• **Request a**: Please condense the paragraph of the SEANavBench description that begins "Algorithms under evaluation" into a bulleted list that keeps its main facts.
____ Excerpt to read
The human-robot interaction (HRI) community has developed many methods for robots to navigate safely and socially alongside humans. However, experimental procedures to evaluate these works are usually constructed on a per-method basis. Such disparate evaluations make it difficult to compare the performance of such methods across the literature. To bridge this gap, we have constructed a simulated environment for social navigation are conducting a public benchmark: SEANavBench! SEANavBench is a collaboration between groups at Yale and Carnegie Mellon Universities and was jointly designed based on two works: SEAN (HAI '20) and SocNavBench (THRI '21).
SEANavBench comprises multiple environments with varying sizes, pedestrian velocities, and pedestrians densities.
Example environments in SEAN showing the diversity of locations and pedestrian densities
Algorithms under evaluation (called "candidates") will be given a set of "tasks" which comprise an environment, a start location, and a goal location. The agent's aim will be to complete as many tasks as efficiently as possible, by traversing the environment from start to goal while navigating safely around pedestrians. SEANavBench will automatically record your navigation and evaluate it using our pre-defined metrics. Tasks will terminate after a pre-determined timeout which varies per task but guarantees reachability (on average, tasks have a ~2 minute timeout). Tasks will not be terminated on pedestrian collisions, but each collision will be recorded and reported.
Simulated robot details
Candidate algorithms will interface with the simulated robot (based on Kuri) via velocity control. The robot's linear & angular velocities are limited to a maximum of 2m/s & 0.5rad/s, respectively. The simulator runs as an asynchronous server, i.e. as a robot "thinks" simulated time will continue to elapse.
SEANavBench supports two methods of pedestrian control:
algorithmic (via a pedestrian trajectory model) and
replay-based (based on real-world pedestrian data). This variety in pedestrian data allows us to evaluate social navigation algorithms in different ways.
________
____ Data provided
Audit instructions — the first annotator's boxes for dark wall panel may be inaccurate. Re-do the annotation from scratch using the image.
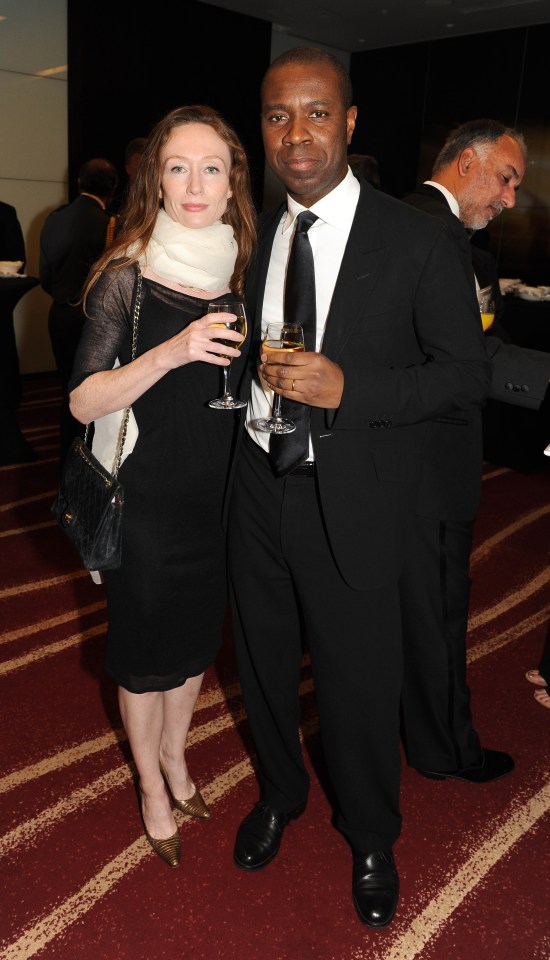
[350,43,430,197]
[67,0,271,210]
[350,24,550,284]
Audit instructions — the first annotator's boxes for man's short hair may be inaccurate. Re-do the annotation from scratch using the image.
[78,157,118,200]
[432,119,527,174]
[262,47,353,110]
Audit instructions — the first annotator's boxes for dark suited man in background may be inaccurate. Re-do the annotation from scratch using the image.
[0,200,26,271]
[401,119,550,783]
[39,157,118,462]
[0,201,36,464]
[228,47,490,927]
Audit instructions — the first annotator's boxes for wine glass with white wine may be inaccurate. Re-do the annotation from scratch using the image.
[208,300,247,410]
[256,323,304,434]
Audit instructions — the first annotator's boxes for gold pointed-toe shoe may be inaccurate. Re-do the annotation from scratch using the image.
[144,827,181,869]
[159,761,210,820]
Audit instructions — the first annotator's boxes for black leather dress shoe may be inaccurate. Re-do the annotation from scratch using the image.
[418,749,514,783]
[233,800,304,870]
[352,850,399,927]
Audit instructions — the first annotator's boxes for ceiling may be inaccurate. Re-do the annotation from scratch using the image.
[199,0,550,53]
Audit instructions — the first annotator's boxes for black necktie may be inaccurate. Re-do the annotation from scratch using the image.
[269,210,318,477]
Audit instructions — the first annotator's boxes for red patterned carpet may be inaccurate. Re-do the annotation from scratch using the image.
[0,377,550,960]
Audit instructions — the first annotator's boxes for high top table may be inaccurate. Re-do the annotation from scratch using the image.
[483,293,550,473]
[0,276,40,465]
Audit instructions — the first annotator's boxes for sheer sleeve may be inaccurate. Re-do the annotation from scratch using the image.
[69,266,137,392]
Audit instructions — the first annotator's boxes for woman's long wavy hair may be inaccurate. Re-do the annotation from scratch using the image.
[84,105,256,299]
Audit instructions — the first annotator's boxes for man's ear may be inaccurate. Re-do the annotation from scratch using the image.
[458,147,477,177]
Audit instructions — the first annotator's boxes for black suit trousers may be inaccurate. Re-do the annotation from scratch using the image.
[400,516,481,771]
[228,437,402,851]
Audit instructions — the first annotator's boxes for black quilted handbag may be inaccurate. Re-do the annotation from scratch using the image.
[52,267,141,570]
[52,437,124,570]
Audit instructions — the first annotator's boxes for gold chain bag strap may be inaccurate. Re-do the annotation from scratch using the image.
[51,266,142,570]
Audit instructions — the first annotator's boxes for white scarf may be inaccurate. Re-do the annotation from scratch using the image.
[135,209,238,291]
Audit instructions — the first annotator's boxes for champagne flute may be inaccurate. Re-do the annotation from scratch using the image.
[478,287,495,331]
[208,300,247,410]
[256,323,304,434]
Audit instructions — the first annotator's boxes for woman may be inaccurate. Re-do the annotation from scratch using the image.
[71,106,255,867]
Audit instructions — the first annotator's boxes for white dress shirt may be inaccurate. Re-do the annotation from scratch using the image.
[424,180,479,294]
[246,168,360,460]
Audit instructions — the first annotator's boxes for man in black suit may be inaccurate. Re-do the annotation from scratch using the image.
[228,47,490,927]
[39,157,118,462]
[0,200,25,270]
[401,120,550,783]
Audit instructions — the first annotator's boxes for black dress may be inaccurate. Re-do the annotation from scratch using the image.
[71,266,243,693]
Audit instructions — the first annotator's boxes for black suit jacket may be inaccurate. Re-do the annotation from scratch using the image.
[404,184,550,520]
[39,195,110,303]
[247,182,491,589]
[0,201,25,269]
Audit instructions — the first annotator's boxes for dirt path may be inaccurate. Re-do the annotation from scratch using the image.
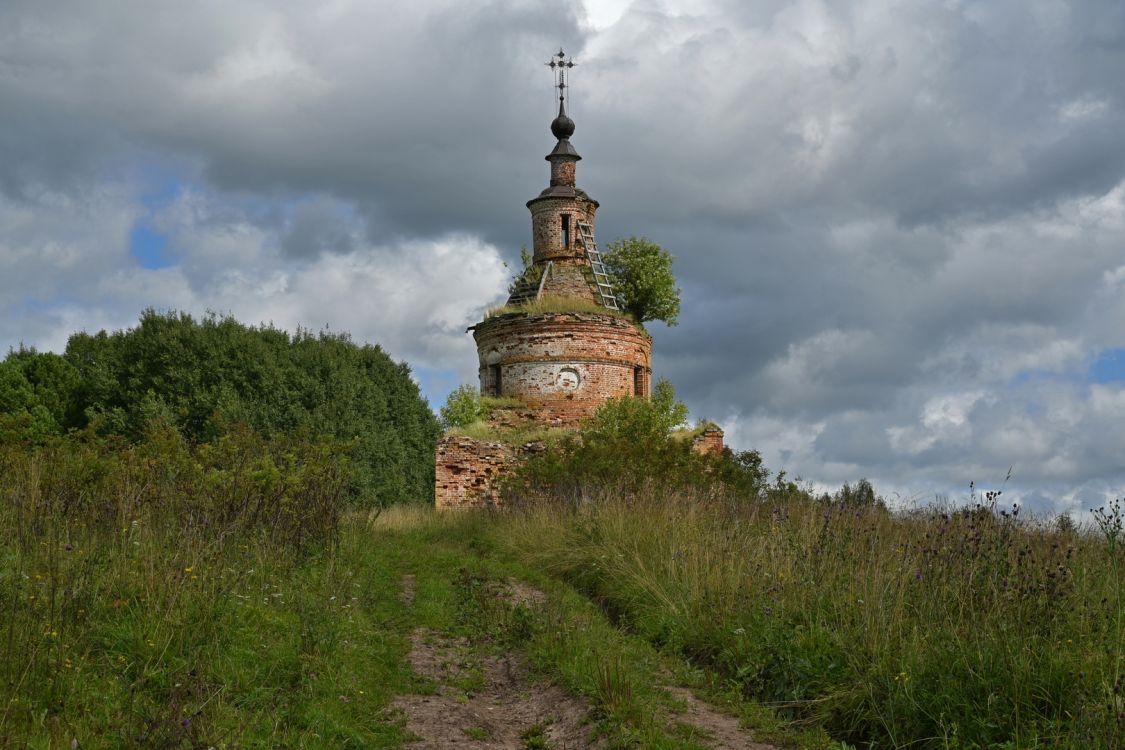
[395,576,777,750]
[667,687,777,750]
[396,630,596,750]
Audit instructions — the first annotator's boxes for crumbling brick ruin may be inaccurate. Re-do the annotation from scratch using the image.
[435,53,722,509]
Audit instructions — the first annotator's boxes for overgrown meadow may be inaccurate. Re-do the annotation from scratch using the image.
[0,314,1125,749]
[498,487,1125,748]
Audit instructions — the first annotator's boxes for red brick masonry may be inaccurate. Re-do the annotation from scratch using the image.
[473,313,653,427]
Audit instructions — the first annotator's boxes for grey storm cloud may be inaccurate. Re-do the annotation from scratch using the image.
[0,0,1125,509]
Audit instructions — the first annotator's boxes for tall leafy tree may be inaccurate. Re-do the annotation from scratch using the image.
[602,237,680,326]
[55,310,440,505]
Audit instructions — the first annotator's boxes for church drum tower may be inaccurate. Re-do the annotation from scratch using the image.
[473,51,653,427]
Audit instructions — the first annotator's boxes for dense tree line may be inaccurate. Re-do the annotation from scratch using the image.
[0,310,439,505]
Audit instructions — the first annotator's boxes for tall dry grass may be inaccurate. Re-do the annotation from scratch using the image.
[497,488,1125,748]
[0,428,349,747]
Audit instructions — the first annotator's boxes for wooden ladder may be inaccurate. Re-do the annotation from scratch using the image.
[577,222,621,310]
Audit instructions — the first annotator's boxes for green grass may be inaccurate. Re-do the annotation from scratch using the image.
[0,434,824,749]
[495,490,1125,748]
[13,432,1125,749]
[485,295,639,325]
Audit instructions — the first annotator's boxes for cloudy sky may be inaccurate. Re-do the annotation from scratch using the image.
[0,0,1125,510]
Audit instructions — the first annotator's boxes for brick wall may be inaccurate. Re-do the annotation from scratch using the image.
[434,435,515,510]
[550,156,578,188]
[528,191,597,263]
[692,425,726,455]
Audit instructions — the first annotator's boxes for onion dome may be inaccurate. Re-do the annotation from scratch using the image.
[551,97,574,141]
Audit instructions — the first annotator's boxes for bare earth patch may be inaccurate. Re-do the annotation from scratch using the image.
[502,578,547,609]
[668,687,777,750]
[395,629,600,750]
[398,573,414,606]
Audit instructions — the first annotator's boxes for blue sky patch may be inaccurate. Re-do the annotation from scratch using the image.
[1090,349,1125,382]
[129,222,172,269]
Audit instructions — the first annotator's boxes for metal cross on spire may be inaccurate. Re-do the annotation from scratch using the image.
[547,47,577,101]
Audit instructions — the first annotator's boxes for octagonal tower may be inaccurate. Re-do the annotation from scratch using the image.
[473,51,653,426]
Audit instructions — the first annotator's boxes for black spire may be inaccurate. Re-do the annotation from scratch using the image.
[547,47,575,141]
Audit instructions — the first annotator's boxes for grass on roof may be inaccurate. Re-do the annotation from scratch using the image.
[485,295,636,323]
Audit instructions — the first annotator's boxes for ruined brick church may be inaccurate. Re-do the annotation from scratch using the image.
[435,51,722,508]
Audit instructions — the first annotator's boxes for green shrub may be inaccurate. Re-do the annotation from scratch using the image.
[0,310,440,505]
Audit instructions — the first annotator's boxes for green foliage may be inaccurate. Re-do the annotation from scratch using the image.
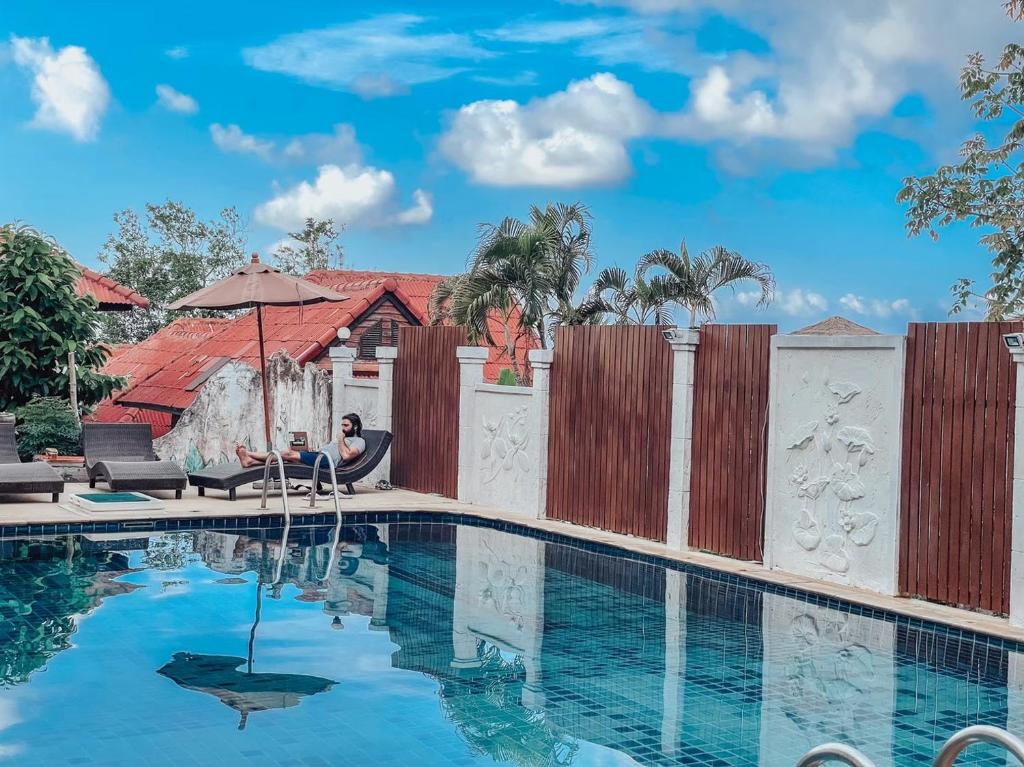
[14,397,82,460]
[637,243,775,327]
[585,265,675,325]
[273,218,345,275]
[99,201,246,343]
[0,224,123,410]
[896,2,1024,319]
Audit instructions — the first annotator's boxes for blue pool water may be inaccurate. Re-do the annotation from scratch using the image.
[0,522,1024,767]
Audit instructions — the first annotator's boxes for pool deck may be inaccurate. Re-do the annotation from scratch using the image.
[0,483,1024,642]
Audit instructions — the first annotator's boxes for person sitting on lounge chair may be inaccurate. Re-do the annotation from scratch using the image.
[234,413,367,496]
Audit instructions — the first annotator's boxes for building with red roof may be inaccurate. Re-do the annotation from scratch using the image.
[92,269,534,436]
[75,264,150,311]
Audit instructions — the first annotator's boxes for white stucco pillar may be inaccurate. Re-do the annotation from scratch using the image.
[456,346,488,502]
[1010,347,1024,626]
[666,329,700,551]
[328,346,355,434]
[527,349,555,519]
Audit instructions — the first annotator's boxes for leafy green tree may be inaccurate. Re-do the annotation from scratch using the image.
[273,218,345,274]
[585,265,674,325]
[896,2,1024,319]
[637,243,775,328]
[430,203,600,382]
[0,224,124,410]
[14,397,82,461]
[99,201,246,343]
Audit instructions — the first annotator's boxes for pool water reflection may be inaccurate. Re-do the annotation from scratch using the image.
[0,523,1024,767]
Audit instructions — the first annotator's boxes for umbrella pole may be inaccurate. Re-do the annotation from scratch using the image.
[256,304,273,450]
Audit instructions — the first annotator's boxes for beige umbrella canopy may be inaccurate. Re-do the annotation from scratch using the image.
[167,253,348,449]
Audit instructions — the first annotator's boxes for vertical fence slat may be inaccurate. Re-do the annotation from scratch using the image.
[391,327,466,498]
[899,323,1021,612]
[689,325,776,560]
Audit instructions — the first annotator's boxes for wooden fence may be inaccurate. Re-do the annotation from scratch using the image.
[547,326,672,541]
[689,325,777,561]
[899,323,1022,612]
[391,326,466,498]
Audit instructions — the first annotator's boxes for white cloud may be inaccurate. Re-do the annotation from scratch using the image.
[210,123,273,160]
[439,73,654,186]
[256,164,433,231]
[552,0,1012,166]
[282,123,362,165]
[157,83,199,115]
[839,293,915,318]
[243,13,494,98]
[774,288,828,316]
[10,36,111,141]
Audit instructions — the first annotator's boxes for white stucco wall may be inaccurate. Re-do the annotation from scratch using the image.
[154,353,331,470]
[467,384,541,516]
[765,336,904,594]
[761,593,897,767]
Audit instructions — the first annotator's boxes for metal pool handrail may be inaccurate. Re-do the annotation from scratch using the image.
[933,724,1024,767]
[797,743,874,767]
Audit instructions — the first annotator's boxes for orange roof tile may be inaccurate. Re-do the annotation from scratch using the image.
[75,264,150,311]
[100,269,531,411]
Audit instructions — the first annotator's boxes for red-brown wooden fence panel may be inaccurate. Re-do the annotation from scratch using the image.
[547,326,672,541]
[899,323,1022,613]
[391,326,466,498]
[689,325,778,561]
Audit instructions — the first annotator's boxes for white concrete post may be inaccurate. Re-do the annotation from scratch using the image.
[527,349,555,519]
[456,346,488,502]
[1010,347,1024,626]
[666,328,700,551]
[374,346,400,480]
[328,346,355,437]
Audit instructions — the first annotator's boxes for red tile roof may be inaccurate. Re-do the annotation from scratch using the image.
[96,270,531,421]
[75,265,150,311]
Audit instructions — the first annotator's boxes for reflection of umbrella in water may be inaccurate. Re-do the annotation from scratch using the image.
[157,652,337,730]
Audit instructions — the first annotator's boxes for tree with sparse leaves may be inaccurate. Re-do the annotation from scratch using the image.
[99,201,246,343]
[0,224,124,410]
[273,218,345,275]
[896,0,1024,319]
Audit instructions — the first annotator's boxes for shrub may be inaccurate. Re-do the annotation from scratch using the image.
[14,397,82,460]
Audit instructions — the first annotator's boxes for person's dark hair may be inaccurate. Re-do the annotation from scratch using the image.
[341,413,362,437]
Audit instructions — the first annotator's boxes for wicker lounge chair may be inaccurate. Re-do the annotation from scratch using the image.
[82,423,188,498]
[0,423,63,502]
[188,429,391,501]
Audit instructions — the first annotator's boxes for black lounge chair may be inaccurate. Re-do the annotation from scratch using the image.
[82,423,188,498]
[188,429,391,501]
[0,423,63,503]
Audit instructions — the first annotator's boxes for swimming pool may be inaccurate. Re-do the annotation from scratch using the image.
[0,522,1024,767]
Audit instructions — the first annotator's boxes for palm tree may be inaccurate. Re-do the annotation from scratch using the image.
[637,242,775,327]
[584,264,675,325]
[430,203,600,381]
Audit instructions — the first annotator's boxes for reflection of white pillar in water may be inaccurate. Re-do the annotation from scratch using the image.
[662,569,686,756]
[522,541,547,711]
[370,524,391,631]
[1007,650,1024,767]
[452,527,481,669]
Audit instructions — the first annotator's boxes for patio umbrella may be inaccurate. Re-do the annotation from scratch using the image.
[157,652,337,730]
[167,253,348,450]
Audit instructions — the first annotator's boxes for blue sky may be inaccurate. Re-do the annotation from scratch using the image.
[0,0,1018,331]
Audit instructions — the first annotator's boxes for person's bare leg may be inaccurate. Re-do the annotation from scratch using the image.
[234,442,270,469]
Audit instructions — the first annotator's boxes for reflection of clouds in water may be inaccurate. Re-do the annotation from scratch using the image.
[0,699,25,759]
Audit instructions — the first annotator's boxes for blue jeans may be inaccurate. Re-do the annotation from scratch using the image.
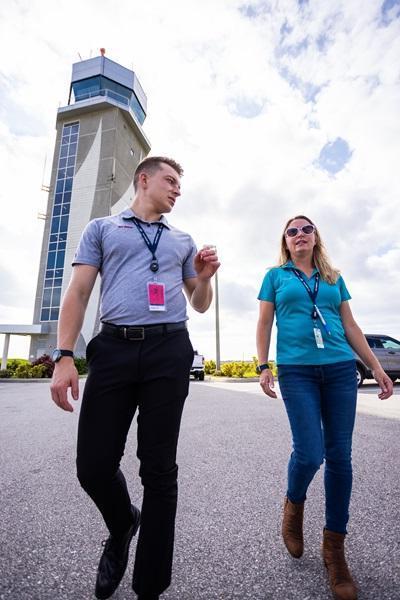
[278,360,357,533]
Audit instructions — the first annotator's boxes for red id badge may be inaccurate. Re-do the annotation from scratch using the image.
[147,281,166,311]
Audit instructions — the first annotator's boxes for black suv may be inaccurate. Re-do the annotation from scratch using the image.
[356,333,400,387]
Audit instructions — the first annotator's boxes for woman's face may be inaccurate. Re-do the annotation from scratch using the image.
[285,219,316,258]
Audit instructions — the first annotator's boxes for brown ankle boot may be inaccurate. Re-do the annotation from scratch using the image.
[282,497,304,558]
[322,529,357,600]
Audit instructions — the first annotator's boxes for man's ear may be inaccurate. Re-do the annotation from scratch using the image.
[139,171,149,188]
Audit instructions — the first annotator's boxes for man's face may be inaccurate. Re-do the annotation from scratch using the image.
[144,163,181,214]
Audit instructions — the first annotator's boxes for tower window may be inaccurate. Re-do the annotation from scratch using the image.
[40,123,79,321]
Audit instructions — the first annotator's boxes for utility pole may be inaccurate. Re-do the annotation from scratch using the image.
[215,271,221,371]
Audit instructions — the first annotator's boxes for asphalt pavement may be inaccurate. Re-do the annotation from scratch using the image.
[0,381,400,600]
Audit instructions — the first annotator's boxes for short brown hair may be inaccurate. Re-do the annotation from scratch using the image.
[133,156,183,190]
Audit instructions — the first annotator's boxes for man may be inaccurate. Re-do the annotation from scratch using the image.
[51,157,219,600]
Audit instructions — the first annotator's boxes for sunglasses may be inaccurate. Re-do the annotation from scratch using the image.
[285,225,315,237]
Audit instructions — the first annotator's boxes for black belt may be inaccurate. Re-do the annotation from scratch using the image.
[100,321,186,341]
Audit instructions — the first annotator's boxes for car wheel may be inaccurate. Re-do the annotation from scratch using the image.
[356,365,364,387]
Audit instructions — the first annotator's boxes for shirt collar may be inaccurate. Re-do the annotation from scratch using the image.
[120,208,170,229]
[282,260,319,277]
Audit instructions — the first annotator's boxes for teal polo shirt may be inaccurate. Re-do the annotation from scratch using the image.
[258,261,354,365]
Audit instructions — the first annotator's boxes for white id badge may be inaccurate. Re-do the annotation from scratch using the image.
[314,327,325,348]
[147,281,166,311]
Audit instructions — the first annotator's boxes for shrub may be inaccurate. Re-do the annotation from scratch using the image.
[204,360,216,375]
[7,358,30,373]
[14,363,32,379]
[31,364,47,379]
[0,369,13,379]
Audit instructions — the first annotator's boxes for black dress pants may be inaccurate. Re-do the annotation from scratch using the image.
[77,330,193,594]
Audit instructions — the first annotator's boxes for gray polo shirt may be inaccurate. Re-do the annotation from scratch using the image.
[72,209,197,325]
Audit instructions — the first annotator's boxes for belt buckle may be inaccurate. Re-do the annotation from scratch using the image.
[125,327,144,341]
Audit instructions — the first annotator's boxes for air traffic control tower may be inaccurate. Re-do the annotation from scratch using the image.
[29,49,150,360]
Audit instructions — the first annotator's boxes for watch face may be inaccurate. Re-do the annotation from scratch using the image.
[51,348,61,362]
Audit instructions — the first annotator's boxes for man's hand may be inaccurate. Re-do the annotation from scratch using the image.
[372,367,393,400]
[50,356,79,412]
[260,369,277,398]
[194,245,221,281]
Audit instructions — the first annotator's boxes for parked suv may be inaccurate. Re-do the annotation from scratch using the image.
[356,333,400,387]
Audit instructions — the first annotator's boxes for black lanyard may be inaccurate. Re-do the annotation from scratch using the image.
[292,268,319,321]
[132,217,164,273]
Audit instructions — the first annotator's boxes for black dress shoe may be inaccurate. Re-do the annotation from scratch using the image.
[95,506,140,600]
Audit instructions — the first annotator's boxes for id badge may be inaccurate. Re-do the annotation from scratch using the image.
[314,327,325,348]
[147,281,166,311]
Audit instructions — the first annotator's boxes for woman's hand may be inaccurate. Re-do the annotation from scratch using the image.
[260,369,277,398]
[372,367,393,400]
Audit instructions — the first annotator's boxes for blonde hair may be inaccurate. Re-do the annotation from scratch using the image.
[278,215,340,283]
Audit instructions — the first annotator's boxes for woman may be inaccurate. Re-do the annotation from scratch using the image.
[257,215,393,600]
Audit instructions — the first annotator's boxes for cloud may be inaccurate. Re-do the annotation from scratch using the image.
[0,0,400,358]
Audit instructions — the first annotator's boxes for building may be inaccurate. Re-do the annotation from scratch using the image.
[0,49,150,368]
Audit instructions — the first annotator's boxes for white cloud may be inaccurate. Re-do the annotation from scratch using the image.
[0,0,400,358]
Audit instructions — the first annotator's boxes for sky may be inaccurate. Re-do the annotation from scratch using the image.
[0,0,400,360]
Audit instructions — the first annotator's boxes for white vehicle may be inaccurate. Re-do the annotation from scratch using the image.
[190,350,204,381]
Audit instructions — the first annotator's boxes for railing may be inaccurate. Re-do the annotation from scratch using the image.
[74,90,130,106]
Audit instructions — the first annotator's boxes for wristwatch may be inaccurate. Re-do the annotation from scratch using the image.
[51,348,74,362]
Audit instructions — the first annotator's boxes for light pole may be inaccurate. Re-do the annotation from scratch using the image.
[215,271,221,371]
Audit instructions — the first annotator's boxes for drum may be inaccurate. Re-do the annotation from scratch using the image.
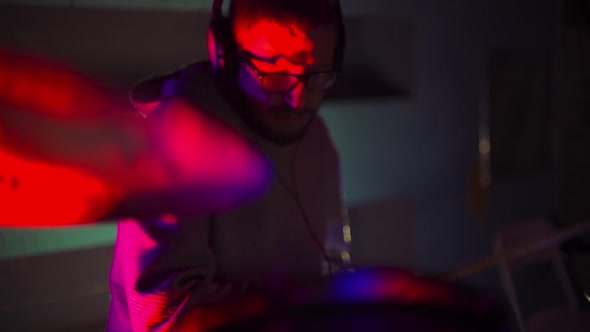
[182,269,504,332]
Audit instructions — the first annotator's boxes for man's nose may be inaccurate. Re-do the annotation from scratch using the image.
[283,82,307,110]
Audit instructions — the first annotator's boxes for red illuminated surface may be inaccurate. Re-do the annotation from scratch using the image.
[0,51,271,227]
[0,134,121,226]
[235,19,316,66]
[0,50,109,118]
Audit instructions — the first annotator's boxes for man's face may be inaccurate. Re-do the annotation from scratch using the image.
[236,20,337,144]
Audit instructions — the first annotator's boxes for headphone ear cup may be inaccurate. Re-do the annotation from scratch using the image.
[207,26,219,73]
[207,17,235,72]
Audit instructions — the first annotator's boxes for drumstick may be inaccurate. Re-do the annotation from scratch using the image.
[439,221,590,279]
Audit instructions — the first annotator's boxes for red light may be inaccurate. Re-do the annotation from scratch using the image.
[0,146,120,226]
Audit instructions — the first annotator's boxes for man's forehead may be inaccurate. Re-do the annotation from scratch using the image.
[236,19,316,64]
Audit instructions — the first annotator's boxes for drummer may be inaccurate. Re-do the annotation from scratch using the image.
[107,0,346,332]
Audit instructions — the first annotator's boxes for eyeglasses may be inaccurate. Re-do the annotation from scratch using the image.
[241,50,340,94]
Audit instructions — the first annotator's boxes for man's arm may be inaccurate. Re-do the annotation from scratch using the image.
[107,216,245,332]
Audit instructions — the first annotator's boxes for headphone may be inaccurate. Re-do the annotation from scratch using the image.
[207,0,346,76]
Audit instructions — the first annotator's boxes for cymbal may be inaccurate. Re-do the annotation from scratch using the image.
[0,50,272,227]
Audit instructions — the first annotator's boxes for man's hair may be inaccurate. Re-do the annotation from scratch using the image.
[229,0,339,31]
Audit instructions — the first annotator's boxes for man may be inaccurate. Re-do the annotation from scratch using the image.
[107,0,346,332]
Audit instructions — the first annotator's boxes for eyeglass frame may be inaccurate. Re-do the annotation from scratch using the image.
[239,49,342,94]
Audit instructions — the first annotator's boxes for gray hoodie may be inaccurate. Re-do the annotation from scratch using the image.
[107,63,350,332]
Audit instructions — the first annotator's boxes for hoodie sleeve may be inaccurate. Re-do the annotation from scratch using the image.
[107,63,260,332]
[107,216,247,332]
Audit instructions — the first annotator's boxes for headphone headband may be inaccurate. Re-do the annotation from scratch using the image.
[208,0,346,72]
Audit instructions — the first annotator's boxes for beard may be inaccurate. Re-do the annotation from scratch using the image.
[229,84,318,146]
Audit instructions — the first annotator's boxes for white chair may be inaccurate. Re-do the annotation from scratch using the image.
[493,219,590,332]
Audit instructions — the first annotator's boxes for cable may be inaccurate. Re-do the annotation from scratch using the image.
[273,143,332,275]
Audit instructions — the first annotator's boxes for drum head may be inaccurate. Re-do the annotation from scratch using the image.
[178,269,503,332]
________
• **Request b**: Pull out every line of the rows above that contains the word "patch".

• **Expected answer a**:
- Candidate algorithms receive tasks. Each task consists of an environment, a start location and a goal location.
- The agent aims to complete as many tasks as efficiently as possible. It must travel from start to goal while navigating safely around pedestrians.
- SEANavBench automatically records each navigation and evaluates it with pre-defined metrics.
- Each task ends after a timeout that varies per task but guarantees reachability. The average timeout is about 2 minutes.
- Pedestrian collisions do not end a task, but each collision is recorded and reported.

• **Expected answer b**:
Audit instructions — the first annotator's boxes for bare earth patch may be inaccurate. Re-do the annotation from scratch using the image.
Audit instructions — the first annotator's boxes for blue sky patch may be inaccurate. Re-do the annotation from scratch using the image.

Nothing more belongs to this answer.